§ **Input records**:
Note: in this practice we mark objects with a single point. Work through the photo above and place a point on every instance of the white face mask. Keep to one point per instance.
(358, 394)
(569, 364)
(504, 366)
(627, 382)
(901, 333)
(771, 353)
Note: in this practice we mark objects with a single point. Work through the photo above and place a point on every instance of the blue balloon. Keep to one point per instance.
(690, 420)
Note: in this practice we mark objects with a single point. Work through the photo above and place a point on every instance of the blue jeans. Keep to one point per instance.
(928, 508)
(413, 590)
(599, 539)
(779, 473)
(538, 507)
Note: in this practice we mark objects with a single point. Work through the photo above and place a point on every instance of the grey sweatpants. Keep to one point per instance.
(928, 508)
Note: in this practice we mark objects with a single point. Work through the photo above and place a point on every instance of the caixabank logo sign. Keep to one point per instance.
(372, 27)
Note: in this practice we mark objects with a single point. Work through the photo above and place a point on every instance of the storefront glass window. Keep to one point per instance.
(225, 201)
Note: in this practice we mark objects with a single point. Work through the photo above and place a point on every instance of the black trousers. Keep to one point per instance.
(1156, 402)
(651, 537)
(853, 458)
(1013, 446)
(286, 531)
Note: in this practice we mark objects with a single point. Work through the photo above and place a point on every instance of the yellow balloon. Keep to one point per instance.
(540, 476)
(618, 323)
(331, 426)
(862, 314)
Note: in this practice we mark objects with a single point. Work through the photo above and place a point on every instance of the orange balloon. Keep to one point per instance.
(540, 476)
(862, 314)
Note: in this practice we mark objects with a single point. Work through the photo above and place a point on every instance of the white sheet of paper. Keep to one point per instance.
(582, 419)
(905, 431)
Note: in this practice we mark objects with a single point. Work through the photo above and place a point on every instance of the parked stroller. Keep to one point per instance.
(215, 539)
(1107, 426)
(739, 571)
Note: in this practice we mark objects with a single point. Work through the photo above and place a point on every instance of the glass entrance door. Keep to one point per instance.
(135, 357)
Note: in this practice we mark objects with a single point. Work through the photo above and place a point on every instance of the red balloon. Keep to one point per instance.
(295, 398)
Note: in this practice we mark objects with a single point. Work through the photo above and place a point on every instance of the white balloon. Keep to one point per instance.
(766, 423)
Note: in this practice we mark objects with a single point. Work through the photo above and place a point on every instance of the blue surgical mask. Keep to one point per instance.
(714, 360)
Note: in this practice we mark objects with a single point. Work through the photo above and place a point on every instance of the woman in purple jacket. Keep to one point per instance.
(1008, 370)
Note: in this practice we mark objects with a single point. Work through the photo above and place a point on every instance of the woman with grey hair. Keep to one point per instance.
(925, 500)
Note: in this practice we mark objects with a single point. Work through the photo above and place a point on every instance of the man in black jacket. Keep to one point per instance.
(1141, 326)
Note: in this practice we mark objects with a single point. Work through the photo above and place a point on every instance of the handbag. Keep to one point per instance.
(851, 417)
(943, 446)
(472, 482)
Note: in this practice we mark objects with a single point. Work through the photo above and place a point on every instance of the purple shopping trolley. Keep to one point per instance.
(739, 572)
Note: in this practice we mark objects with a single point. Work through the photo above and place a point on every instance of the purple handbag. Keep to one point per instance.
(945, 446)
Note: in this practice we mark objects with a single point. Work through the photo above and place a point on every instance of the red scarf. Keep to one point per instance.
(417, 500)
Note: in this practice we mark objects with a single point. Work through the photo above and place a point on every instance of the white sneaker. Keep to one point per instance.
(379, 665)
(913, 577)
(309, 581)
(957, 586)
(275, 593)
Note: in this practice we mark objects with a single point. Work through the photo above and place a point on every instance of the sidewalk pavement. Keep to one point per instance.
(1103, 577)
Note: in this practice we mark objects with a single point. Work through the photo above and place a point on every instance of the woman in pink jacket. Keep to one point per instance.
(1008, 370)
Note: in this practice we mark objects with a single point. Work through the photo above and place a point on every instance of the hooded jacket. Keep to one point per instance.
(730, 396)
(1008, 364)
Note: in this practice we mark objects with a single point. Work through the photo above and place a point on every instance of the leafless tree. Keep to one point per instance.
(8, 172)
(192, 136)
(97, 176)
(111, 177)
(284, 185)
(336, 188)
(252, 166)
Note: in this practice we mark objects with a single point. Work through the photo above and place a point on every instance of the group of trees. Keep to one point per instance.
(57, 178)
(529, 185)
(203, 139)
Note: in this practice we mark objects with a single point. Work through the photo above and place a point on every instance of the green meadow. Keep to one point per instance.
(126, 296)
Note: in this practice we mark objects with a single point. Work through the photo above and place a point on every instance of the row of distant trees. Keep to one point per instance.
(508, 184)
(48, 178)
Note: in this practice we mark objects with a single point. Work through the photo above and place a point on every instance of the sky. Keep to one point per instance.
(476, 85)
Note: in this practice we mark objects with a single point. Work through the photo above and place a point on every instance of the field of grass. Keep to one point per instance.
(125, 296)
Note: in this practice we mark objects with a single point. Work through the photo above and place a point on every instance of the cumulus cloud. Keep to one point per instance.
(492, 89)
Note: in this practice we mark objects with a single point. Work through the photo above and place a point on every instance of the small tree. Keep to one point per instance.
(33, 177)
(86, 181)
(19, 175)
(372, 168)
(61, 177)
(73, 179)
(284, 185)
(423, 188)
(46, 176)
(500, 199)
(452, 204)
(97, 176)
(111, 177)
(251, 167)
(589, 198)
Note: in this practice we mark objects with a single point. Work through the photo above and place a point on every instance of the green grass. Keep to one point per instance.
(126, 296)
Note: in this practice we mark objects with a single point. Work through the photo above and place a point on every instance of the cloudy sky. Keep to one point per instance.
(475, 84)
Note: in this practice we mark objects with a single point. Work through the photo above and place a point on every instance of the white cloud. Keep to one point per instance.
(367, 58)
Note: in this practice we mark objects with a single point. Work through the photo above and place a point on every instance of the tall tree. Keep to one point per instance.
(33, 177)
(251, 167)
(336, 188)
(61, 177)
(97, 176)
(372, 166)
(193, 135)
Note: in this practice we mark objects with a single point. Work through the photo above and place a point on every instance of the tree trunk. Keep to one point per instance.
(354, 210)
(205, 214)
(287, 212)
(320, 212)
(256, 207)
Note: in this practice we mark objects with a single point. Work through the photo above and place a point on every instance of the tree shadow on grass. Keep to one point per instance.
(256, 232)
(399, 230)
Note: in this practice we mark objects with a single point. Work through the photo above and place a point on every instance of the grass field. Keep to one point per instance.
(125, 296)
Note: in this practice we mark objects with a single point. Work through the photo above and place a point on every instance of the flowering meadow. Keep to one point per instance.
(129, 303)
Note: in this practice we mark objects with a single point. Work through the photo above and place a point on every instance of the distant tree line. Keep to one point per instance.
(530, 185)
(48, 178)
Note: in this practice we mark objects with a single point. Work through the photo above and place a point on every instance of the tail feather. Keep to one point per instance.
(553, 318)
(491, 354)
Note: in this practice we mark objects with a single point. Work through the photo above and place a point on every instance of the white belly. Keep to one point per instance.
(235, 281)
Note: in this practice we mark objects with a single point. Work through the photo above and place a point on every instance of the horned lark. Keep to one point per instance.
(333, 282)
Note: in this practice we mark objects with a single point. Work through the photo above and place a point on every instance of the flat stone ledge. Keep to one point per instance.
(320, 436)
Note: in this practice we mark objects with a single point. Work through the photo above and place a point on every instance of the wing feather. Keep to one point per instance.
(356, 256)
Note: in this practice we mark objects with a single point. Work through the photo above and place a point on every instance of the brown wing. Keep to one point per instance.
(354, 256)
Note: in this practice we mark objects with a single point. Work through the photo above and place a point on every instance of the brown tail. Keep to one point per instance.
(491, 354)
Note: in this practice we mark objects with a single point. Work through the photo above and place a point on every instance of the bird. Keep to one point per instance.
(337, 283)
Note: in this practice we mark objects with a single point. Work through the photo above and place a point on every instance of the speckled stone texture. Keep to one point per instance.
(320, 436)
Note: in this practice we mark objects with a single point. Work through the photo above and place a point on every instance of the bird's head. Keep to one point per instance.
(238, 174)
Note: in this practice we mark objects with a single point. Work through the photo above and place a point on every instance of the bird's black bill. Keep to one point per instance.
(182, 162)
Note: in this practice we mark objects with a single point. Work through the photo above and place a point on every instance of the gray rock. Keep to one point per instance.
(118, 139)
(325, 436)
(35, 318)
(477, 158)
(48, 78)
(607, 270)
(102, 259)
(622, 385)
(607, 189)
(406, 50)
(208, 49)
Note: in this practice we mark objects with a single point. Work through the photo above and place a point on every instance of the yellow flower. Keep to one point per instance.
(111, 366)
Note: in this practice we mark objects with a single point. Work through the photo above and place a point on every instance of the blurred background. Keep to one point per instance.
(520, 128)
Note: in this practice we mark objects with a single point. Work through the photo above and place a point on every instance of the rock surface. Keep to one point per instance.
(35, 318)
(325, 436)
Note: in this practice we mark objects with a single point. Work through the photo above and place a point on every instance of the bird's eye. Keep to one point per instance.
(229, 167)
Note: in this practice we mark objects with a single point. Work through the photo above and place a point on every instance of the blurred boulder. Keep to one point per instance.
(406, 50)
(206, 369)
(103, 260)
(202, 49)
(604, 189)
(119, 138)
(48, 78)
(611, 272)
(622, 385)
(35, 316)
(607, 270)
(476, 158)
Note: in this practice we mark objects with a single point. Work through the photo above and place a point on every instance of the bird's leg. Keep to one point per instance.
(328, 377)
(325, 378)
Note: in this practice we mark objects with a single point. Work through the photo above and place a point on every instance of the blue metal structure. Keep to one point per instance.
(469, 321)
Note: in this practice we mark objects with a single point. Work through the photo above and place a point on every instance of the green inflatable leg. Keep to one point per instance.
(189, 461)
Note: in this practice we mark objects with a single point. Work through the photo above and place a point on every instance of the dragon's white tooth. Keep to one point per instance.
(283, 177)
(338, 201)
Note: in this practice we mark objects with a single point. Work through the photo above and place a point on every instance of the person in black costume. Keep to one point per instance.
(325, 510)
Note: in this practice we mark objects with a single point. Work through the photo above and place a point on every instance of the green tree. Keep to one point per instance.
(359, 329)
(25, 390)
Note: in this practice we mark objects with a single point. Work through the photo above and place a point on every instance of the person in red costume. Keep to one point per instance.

§ **Written task**: With both ends included, please retype exactly the lines from the line containing "inflatable leg. Keep to one point per instance." to the final line of the data.

§ **Solution to this exercise**:
Note: in this practice we mark objects with a single point. Work through the photo above and place a point on every instance of the green inflatable leg. Keep to one point per instance.
(189, 461)
Note: in this practice we mark objects with a single point. Work through the photo above and place a point on every instance of the dragon's white tooth. Keep to one point per instance.
(283, 177)
(338, 201)
Note: in this practice we mark objects with a single point. Work through the photo above and place a point on every instance of the person in black costume. Keep to one point per instance.
(325, 510)
Note: in this practice we mark objects with a single point. Work through the photo above and place a point on every instance of the green tree. Keep to one point per instance.
(359, 329)
(25, 390)
Note: in this practice we mark objects with a single point. Work through the photo above and place a point on every instance of the person in red costume. Keep to one point per instance.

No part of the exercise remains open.